EXTRACTED TEXT:
------------------------

Catherine Fife, the NDP’s finance critic, says business grants didn’t expand to more sectors and left out a large number of small businesses that employ many Ontarians.

“If there was ever a budget in the history of this province to invest in people, in businesses, this was the one, and this government missed the mark,” Fife said on Mar. 24.

Advocacy group People for Education said the budget made no mention of the critical need to address the effect of the pandemic on schools, students and staff. Instead, the government is sending “small cheques” to parents through its Ontario COVID-19 Child Benefit, it said.

Others criticized the lack of environmental considerations in the economic recovery plan. Keith Brooks, programs director of Environmental Defence, said his organization was disappointed the budget didn’t include plans for a green recovery that centres on climate change.

------------------------

SUPPLIED DATA:
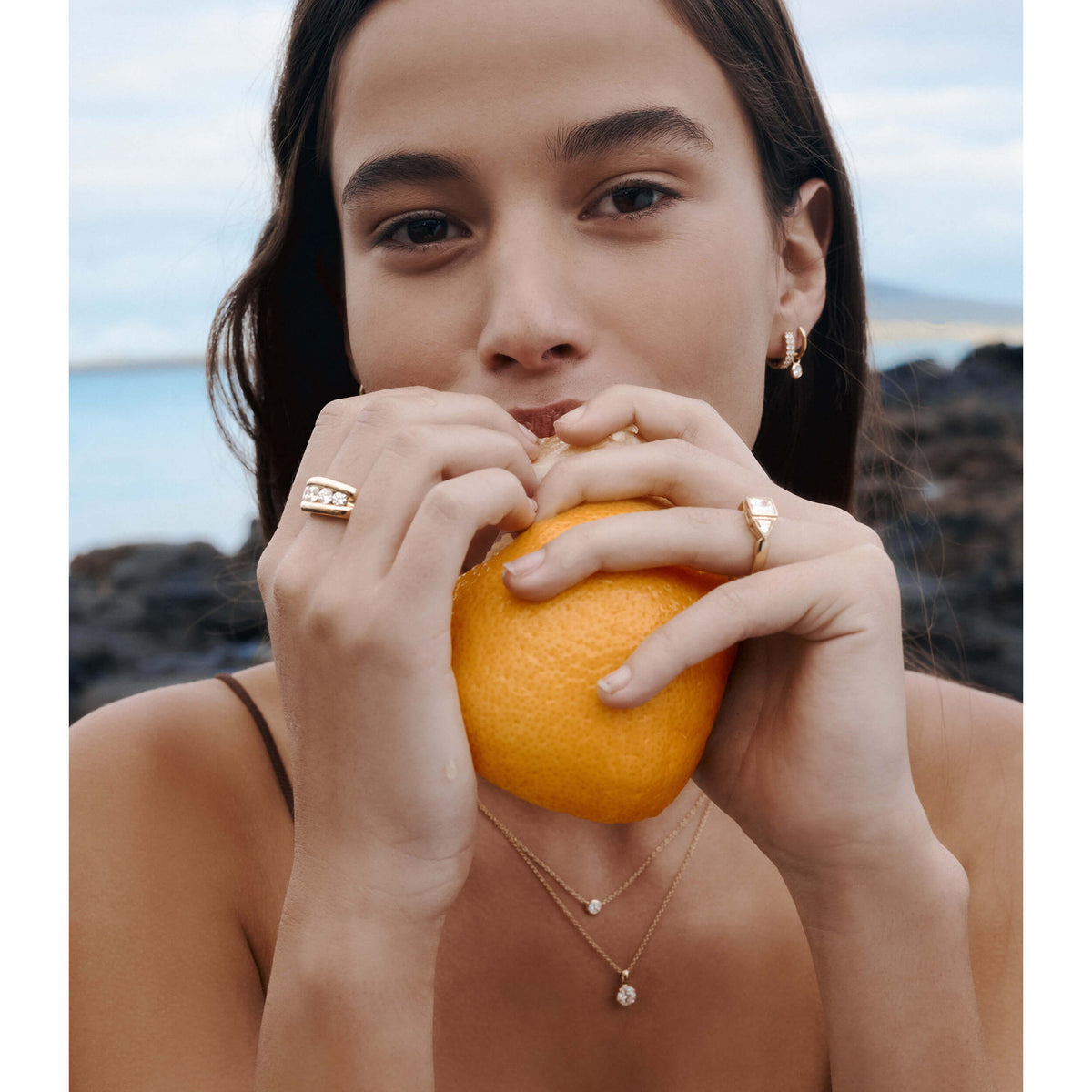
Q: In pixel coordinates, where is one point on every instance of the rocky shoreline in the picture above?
(942, 484)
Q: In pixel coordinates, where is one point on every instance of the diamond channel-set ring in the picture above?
(760, 513)
(327, 497)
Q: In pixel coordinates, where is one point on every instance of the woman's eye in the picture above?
(633, 199)
(418, 233)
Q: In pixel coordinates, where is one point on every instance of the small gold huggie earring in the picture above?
(793, 356)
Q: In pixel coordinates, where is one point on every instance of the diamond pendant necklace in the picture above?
(591, 905)
(626, 994)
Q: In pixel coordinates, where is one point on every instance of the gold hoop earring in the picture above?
(793, 355)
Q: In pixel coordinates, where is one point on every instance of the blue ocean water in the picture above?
(147, 463)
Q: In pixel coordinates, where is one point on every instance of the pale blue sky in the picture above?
(169, 174)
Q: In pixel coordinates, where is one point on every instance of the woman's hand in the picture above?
(809, 752)
(359, 615)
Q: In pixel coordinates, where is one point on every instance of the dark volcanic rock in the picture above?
(942, 483)
(153, 615)
(939, 480)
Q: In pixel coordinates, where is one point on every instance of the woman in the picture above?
(490, 212)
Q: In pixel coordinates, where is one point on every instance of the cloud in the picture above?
(170, 168)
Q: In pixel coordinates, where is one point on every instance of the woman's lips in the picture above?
(540, 420)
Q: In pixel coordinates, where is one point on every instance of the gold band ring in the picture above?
(760, 513)
(327, 497)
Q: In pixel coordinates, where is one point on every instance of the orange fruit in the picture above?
(527, 675)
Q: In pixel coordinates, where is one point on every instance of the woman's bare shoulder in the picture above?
(173, 814)
(185, 762)
(966, 748)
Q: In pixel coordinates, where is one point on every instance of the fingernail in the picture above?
(524, 565)
(616, 680)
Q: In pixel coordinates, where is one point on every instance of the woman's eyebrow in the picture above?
(626, 129)
(600, 136)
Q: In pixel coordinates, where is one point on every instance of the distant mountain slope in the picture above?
(895, 314)
(890, 304)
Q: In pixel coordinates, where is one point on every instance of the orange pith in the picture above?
(527, 675)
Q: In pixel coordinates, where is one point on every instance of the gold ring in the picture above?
(759, 514)
(327, 497)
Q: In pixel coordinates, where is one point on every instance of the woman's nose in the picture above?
(534, 317)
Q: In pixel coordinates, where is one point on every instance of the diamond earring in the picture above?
(793, 356)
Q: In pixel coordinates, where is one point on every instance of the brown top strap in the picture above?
(278, 769)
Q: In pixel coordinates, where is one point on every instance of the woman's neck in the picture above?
(588, 854)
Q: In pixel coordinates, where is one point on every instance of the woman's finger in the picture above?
(349, 437)
(672, 469)
(441, 531)
(414, 459)
(849, 596)
(659, 415)
(715, 541)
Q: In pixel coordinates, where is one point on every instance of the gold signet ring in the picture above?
(759, 514)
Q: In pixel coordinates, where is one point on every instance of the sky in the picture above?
(169, 172)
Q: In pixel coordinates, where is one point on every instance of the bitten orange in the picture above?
(527, 675)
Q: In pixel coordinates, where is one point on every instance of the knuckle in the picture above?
(408, 441)
(700, 519)
(287, 590)
(872, 560)
(730, 604)
(336, 414)
(377, 409)
(447, 502)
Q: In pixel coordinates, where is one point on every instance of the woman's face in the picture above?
(541, 200)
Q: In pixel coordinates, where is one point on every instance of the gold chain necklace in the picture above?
(592, 905)
(626, 995)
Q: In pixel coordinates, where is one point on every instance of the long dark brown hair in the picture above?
(277, 350)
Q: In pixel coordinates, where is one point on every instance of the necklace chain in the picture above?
(660, 913)
(525, 852)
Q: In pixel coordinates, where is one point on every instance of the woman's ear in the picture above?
(806, 236)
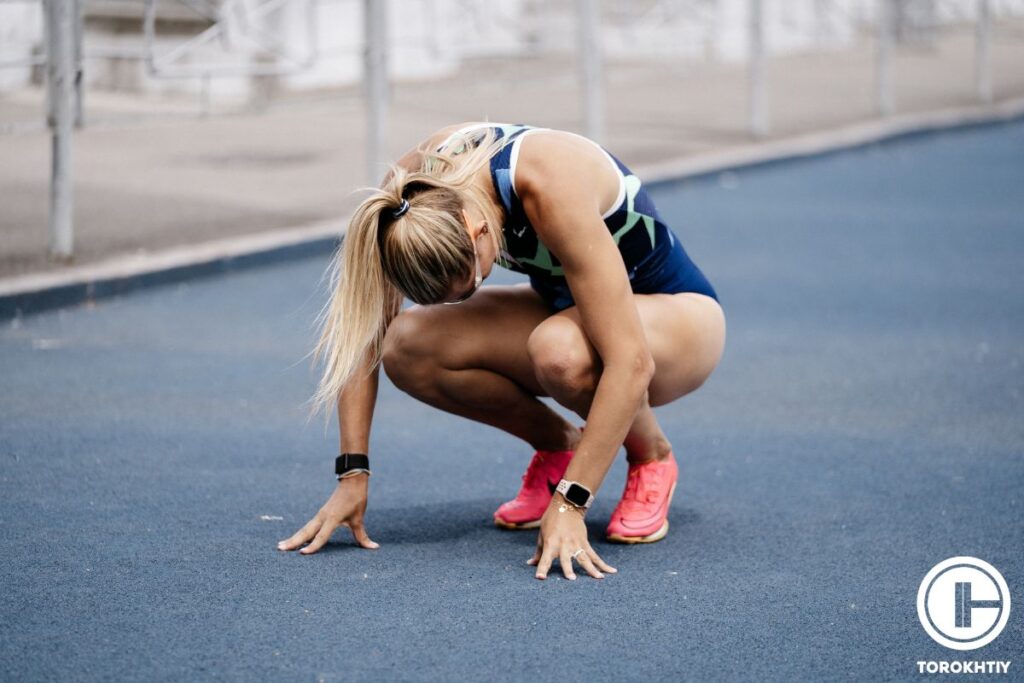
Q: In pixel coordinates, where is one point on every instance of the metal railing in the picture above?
(65, 55)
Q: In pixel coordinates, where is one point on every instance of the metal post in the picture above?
(375, 76)
(60, 76)
(79, 74)
(983, 56)
(883, 58)
(591, 69)
(756, 82)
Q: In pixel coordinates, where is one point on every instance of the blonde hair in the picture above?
(419, 255)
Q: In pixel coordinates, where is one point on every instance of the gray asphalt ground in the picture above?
(863, 425)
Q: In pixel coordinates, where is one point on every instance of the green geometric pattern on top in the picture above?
(543, 258)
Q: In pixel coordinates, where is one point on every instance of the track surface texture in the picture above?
(864, 424)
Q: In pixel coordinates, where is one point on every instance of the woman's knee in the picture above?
(562, 358)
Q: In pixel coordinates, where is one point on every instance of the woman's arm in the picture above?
(560, 191)
(355, 409)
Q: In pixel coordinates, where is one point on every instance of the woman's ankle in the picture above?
(657, 450)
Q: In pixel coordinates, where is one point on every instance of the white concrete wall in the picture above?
(20, 33)
(430, 38)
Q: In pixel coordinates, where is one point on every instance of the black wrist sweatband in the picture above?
(350, 461)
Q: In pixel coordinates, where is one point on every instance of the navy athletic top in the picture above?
(654, 258)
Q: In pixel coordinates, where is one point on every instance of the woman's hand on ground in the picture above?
(346, 507)
(563, 532)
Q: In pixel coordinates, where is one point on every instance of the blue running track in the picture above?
(866, 422)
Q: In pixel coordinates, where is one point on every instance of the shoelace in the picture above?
(642, 486)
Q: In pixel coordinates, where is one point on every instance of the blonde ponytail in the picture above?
(421, 252)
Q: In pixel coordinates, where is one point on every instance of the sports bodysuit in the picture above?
(654, 258)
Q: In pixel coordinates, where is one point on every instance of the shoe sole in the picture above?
(513, 525)
(650, 538)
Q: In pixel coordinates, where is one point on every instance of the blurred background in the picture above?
(134, 126)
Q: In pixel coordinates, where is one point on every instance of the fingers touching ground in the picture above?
(318, 531)
(589, 561)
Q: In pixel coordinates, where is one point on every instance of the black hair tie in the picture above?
(400, 211)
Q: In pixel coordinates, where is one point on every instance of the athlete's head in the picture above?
(419, 236)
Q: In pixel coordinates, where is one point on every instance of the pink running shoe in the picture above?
(543, 475)
(642, 514)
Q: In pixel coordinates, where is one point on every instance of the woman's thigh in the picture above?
(686, 336)
(487, 331)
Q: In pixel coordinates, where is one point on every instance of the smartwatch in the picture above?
(576, 493)
(348, 462)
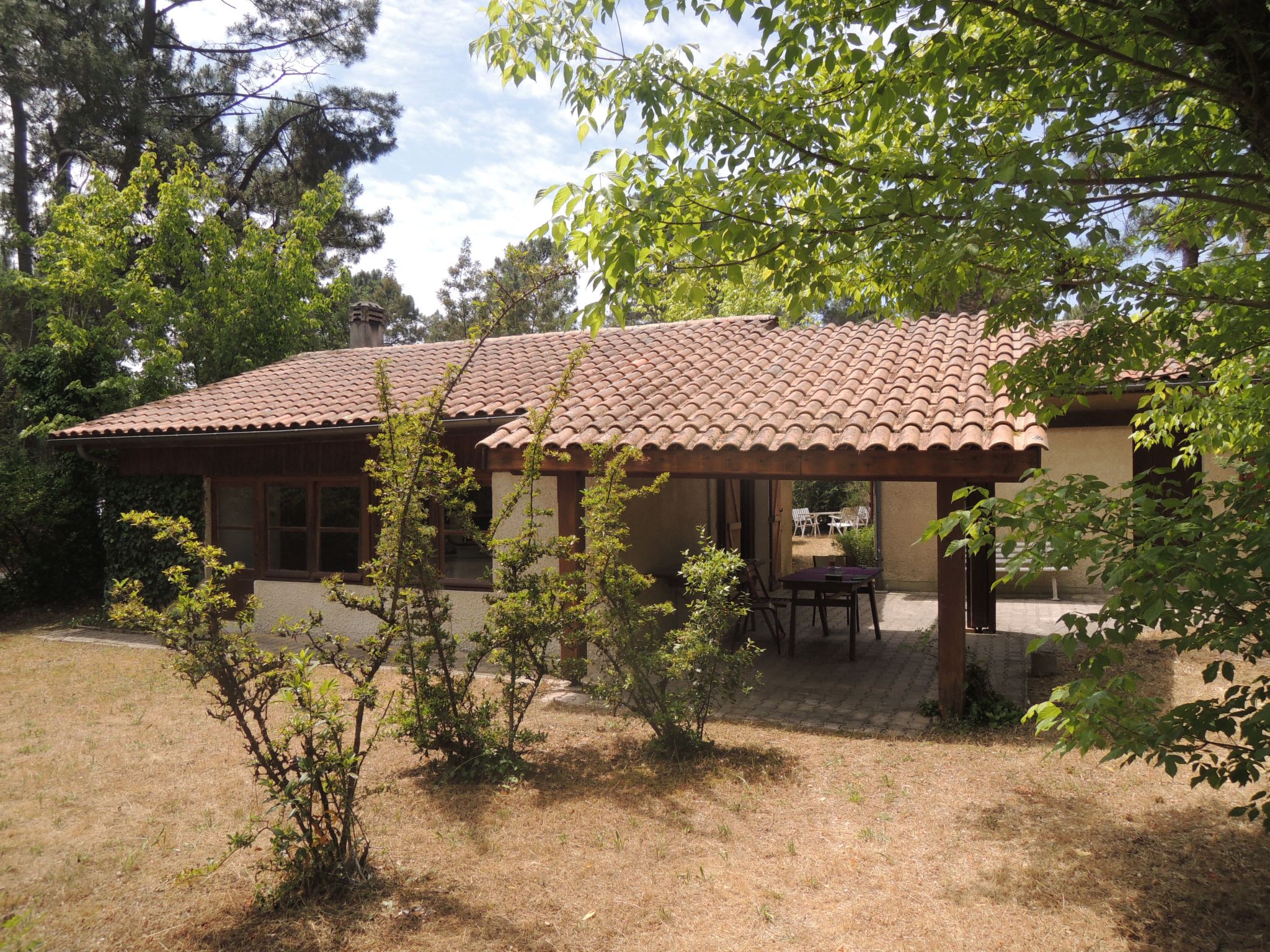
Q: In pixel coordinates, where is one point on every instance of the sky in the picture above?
(471, 155)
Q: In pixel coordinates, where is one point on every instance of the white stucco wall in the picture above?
(664, 526)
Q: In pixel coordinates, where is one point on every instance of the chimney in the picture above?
(366, 324)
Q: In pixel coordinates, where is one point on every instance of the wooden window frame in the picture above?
(313, 487)
(438, 523)
(367, 530)
(215, 530)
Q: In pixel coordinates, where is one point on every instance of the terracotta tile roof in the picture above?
(337, 387)
(748, 385)
(730, 382)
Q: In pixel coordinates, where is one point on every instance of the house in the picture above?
(734, 409)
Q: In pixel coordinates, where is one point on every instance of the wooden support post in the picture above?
(951, 610)
(569, 523)
(981, 571)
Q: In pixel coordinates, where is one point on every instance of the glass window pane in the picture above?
(340, 507)
(288, 550)
(339, 551)
(483, 512)
(239, 545)
(235, 506)
(466, 559)
(288, 506)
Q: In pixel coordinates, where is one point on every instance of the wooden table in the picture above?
(826, 591)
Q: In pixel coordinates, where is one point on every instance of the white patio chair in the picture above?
(803, 522)
(841, 523)
(1026, 563)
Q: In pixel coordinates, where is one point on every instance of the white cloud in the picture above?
(471, 154)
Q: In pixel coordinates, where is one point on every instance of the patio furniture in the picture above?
(1029, 562)
(833, 587)
(761, 602)
(841, 522)
(804, 521)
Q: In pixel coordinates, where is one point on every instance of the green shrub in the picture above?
(673, 679)
(128, 555)
(306, 733)
(858, 546)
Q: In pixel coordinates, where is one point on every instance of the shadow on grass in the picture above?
(388, 909)
(618, 769)
(1178, 879)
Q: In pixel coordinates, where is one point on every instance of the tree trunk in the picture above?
(20, 180)
(141, 92)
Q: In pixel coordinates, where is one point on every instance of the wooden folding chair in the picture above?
(761, 602)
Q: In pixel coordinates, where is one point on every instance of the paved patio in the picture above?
(881, 691)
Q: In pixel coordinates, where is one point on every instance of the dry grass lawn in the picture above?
(115, 781)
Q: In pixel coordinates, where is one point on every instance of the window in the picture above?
(339, 528)
(463, 558)
(288, 528)
(235, 523)
(314, 528)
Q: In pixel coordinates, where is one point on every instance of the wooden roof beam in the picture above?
(901, 465)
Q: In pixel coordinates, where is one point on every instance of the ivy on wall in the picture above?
(50, 546)
(134, 555)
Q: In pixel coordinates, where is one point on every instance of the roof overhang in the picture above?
(895, 465)
(109, 441)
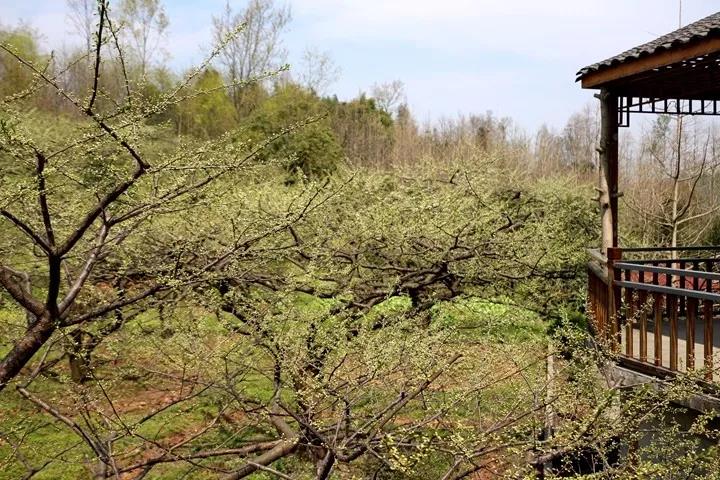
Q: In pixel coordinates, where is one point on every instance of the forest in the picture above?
(229, 272)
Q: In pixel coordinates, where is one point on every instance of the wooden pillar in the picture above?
(608, 187)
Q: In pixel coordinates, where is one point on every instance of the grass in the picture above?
(486, 330)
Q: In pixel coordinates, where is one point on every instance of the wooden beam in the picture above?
(608, 187)
(664, 58)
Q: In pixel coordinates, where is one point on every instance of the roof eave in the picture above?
(604, 77)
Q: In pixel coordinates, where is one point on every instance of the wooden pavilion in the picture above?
(655, 306)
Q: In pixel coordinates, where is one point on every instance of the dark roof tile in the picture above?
(707, 27)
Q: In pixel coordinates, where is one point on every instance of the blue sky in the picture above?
(517, 58)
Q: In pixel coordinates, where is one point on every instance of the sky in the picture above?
(516, 58)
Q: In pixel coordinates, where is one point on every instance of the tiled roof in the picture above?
(707, 27)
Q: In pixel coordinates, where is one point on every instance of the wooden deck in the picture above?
(665, 350)
(660, 315)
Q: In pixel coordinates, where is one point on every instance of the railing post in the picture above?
(614, 255)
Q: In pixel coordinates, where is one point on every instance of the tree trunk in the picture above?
(34, 338)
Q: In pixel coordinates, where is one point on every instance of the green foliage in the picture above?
(310, 149)
(364, 130)
(14, 77)
(209, 112)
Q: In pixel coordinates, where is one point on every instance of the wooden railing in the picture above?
(653, 312)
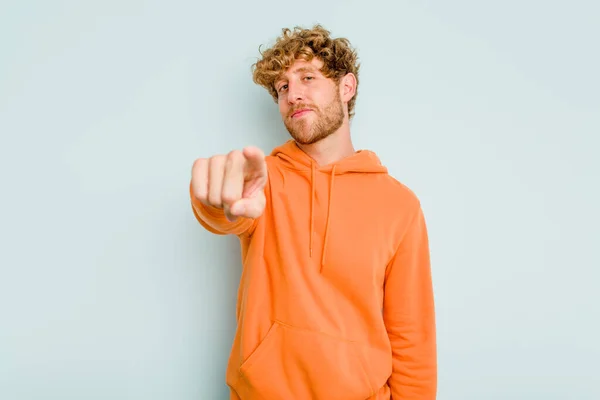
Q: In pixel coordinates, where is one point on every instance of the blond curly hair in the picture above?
(338, 56)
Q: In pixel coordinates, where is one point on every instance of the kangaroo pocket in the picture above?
(293, 363)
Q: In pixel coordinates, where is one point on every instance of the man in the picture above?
(335, 300)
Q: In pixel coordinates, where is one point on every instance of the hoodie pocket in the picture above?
(293, 363)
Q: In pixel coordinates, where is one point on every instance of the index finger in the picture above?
(255, 161)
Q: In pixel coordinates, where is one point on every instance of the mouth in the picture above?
(300, 113)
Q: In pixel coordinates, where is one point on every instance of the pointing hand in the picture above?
(233, 182)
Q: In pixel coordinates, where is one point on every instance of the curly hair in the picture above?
(338, 56)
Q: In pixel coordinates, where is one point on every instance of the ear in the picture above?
(348, 87)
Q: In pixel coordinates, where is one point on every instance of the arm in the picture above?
(409, 316)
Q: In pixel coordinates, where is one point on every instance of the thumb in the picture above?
(251, 207)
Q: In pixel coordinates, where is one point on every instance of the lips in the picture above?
(300, 112)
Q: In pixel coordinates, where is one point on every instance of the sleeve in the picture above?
(410, 317)
(213, 219)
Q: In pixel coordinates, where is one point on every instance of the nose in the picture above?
(295, 93)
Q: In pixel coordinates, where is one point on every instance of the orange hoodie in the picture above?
(335, 300)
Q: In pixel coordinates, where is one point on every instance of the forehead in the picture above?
(302, 66)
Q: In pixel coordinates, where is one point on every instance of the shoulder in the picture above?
(398, 193)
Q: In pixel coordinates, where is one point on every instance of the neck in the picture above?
(333, 148)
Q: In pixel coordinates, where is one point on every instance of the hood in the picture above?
(362, 161)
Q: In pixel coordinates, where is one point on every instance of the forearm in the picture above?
(409, 317)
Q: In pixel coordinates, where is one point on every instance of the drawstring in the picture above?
(312, 212)
(327, 221)
(312, 203)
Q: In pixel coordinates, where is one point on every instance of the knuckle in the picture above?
(214, 200)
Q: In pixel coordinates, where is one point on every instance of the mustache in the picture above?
(301, 107)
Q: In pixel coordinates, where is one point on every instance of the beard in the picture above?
(328, 120)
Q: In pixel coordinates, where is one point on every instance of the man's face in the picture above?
(309, 103)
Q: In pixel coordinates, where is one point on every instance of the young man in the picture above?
(335, 300)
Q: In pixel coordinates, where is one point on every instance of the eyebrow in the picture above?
(298, 70)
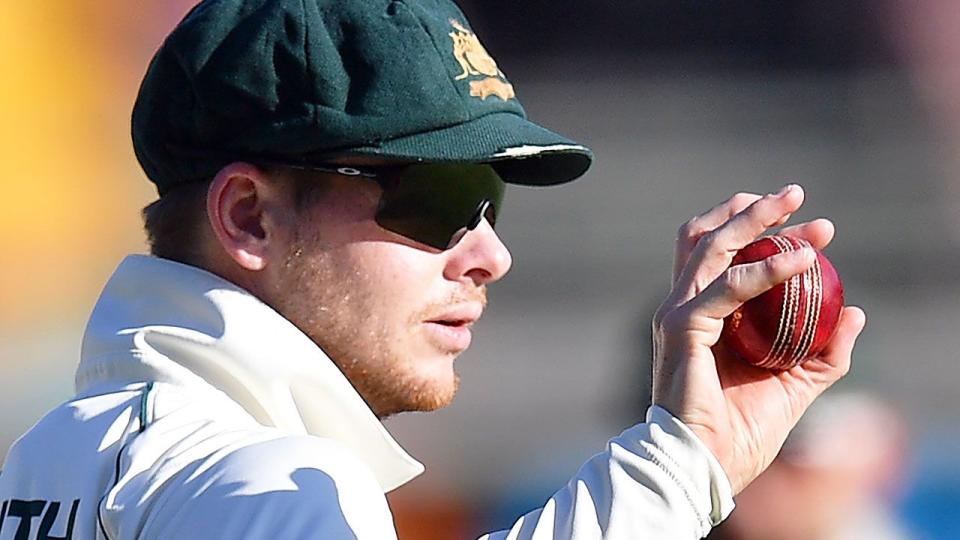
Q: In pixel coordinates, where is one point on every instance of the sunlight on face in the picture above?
(382, 307)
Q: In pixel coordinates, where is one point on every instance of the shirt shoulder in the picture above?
(290, 486)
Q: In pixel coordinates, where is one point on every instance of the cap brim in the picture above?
(522, 152)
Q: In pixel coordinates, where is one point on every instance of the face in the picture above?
(392, 313)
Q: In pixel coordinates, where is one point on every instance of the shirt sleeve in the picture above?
(657, 480)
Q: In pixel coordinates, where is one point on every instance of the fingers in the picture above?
(745, 281)
(691, 231)
(818, 232)
(839, 350)
(714, 251)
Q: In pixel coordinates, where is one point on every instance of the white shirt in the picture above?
(202, 413)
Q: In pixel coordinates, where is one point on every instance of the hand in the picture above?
(741, 412)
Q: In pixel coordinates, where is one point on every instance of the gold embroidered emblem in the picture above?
(491, 87)
(476, 61)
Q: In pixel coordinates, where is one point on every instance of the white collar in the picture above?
(164, 321)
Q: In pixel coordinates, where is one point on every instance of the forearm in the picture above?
(656, 480)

------------------------

BRIEF 1:
In the text on reactions to the Ontario budget, what position does Catherine Fife hold?
BRIEF 2:
List every organization named in the text on reactions to the Ontario budget.
BRIEF 3:
Continue the text on reactions to the Ontario budget after its last sentence.

EXPECTED OUTPUT 1:
She is the NDP's finance critic.

EXPECTED OUTPUT 2:
NDP
People for Education
Environmental Defence

EXPECTED OUTPUT 3:
“We were hopeful that the Ontario government would take this opportunity to revisit and reset its hostile approach to the environment. Sadly, that’s not the case,” Brooks said in a statement.

Business, health-care and industry groups, meanwhile, welcomed relief laid out for their sectors.

Anthony Dale, CEO of the Ontario Hospital Association, said the group appreciates new funding as hospitals work to “maintain stability during this ongoing crisis.”

The Ontario Chamber of Commerce also welcomed supports for businesses and funding specifically geared toward the tourism sector, jobs training and broadband internet.